Task to complete
The lines below starting at the line containing "like [627, 795]." and ending at the line containing "like [717, 279]." are to be repeated exactly, with both ends kept and nothing else added.

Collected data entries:
[Start of Attachment]

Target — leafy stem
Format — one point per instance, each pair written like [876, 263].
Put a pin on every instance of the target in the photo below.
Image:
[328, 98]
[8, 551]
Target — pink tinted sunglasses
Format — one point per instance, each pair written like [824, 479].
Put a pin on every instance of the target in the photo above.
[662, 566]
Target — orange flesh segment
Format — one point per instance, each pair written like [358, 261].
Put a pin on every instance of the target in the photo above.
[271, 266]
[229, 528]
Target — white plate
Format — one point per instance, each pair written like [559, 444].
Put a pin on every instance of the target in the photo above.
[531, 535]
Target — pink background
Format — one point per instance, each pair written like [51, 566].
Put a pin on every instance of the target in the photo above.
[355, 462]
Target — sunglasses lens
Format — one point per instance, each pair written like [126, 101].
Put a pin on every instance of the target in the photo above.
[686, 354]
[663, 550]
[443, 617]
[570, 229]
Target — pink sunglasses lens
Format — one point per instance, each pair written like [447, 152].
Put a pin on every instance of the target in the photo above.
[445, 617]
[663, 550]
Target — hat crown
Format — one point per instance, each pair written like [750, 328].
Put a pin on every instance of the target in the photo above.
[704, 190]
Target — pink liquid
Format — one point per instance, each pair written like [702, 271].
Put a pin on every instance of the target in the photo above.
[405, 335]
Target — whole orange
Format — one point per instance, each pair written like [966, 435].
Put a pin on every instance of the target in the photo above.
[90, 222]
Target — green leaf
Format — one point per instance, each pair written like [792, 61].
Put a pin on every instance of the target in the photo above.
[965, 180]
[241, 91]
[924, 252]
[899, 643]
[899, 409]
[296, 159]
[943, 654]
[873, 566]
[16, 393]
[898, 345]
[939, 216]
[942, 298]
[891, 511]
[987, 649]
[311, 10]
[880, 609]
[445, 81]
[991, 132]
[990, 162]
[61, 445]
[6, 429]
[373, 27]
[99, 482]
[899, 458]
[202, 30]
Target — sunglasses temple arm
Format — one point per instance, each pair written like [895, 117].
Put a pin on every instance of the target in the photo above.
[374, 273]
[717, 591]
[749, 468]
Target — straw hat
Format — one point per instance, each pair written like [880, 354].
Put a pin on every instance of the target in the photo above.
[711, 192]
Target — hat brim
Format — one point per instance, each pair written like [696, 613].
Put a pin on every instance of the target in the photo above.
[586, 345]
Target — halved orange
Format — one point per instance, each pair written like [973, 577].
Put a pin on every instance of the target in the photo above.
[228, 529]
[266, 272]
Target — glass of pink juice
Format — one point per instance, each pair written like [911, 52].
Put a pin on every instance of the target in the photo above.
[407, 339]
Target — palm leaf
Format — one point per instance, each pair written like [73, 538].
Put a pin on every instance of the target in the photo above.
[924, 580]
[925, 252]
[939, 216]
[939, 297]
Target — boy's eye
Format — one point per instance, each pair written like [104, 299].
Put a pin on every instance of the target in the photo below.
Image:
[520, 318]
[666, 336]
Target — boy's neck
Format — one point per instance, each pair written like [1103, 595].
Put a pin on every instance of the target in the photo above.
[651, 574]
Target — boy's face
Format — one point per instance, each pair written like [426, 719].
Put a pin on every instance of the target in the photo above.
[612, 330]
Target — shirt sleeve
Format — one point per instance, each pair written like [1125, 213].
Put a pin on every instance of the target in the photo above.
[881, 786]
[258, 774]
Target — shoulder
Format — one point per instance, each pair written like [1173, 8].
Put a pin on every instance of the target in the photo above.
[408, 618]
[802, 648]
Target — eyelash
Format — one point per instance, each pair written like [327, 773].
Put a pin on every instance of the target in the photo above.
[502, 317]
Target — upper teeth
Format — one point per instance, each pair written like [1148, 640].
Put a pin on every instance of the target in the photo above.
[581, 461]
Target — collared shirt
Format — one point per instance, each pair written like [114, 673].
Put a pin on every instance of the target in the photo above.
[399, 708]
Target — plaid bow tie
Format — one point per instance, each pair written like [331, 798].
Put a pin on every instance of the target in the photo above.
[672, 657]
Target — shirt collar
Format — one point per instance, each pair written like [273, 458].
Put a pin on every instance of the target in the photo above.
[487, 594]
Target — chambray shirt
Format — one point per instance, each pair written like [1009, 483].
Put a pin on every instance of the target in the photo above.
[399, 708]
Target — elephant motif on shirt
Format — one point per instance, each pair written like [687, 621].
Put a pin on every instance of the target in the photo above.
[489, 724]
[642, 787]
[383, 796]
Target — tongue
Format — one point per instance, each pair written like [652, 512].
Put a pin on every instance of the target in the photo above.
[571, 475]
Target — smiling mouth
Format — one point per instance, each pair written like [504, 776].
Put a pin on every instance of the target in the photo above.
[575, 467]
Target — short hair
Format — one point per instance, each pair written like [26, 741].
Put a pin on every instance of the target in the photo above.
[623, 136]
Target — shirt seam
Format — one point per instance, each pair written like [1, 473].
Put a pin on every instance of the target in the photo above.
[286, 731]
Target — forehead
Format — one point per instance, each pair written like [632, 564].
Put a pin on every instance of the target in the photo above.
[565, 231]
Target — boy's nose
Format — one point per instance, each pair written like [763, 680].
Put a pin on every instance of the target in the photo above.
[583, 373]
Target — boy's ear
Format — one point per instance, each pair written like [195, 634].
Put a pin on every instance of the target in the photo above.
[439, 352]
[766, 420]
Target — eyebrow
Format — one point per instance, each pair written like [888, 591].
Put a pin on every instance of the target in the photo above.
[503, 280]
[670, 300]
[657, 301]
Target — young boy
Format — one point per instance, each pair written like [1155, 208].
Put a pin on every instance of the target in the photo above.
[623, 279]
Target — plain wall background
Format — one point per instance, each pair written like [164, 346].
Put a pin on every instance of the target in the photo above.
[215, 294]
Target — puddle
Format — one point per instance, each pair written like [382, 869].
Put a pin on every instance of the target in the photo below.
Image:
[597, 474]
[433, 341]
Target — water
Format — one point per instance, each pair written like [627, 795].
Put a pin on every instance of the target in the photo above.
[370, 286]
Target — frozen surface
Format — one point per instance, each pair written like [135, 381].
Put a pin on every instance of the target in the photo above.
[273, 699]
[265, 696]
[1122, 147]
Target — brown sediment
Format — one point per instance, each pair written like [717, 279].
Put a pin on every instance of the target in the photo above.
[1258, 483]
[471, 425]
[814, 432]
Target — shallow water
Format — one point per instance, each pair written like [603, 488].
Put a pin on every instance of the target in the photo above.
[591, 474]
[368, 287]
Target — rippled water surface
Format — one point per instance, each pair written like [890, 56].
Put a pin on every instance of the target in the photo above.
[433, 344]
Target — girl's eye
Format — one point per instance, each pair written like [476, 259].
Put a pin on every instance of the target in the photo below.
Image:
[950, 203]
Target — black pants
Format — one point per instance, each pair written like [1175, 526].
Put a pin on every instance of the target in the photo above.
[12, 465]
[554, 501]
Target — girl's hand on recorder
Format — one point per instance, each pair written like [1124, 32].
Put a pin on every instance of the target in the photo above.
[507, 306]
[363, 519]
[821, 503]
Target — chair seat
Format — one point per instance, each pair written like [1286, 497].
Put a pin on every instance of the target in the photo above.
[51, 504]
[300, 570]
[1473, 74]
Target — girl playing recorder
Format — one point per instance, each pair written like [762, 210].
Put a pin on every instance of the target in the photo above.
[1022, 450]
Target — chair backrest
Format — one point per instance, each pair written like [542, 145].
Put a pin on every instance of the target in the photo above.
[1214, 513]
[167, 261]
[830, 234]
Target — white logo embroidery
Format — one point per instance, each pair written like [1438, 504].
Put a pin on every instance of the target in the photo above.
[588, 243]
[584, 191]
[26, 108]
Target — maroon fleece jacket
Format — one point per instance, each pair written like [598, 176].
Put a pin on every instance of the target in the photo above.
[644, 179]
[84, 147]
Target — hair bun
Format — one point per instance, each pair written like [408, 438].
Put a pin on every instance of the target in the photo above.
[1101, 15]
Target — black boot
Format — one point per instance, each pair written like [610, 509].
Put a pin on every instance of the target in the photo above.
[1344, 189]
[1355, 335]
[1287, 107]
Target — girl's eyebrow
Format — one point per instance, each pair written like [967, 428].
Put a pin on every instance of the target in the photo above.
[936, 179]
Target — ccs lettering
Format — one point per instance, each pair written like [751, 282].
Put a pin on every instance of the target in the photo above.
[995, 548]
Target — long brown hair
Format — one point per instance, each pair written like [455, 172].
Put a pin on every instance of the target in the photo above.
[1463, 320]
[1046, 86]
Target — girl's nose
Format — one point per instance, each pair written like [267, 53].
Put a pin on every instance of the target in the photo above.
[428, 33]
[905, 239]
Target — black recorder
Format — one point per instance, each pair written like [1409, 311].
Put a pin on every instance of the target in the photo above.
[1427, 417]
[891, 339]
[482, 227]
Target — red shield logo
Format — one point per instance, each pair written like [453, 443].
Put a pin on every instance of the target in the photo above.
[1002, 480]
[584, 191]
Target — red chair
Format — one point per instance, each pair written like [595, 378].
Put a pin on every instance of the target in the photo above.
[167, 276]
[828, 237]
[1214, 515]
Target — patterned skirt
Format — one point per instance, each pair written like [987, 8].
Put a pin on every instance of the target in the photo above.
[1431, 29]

[End of Attachment]

Answer to this problem
Format — one point per instance, each pair written like [627, 795].
Put a pin on every instance of the target in the photo above.
[370, 286]
Target — frozen surface
Format — one point per instance, each pair written like [135, 381].
Put a pin on every instance of the target in the photo above.
[273, 699]
[265, 696]
[1122, 147]
Target — brown sediment
Format — one point per instance, each pair written like [717, 279].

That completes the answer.